_BRIEF:_ Please rewrite every line of the rows below as a JSON list of strings, with one string per line and any blank lines left out.

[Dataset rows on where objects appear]
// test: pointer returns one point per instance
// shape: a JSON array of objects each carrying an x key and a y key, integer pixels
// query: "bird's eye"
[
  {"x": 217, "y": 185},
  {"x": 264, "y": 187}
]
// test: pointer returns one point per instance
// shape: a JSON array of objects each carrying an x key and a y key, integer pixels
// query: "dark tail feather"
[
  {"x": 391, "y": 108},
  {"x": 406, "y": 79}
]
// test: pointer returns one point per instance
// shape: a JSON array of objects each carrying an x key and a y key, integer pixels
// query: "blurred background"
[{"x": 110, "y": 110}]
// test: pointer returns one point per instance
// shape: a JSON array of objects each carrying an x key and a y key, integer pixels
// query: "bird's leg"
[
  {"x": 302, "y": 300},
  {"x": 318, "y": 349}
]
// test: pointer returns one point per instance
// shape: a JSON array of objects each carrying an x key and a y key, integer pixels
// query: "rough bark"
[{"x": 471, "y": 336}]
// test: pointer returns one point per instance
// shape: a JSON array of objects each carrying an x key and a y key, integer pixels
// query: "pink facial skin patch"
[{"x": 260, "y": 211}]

_RESULT:_
[
  "// test: pointer returns one point per instance",
  "// shape: a JSON array of objects each carrying an x key and a y key, integer pixels",
  "// query: \"bird's eye\"",
  "[",
  "  {\"x\": 217, \"y\": 185},",
  "  {\"x\": 264, \"y\": 187}",
  "]",
  "// test: pointer returns one point per instance",
  "// shape: a JSON array of objects each carrying an x key and a y key, integer pixels",
  "// query: \"dark tail feather\"",
  "[",
  "  {\"x\": 391, \"y\": 108},",
  "  {\"x\": 406, \"y\": 79}",
  "]",
  "// test: pointer returns one point per instance",
  "// shape: a JSON array of objects each carrying an x key and a y key, integer pixels",
  "// query: \"blurred background\"",
  "[{\"x\": 110, \"y\": 110}]",
  "// test: pointer returns one point per instance",
  "// shape: a JSON array of objects each carrying an x key and a y key, integer pixels",
  "// query: \"bird's leg\"",
  "[",
  "  {\"x\": 302, \"y\": 300},",
  "  {\"x\": 318, \"y\": 349}",
  "]",
  "// test: pointer returns one point per instance",
  "// shape: a JSON array of objects each carrying an x key and a y key, integer pixels",
  "// query: \"rough bark\"",
  "[{\"x\": 471, \"y\": 336}]",
  "// test: pointer returns one point per instance",
  "// shape: a JSON array of objects each carrying an x key and a y key, integer pixels",
  "// query: \"pink facial skin patch\"",
  "[{\"x\": 260, \"y\": 211}]"
]